» WORK TO COMPLETE
Could you copy all of the records below exactly as they appear?

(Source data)
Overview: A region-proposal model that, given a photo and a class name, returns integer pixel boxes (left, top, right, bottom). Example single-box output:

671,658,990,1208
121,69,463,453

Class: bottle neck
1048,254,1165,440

» WRITTEN SOLUTION
Overview: A region-proposal model that, given a photo and a class name, returns integer pixel boxes (left, top, right, bottom). Example single-box output:

671,658,990,1208
121,69,463,453

Class: bottle neck
1048,254,1165,440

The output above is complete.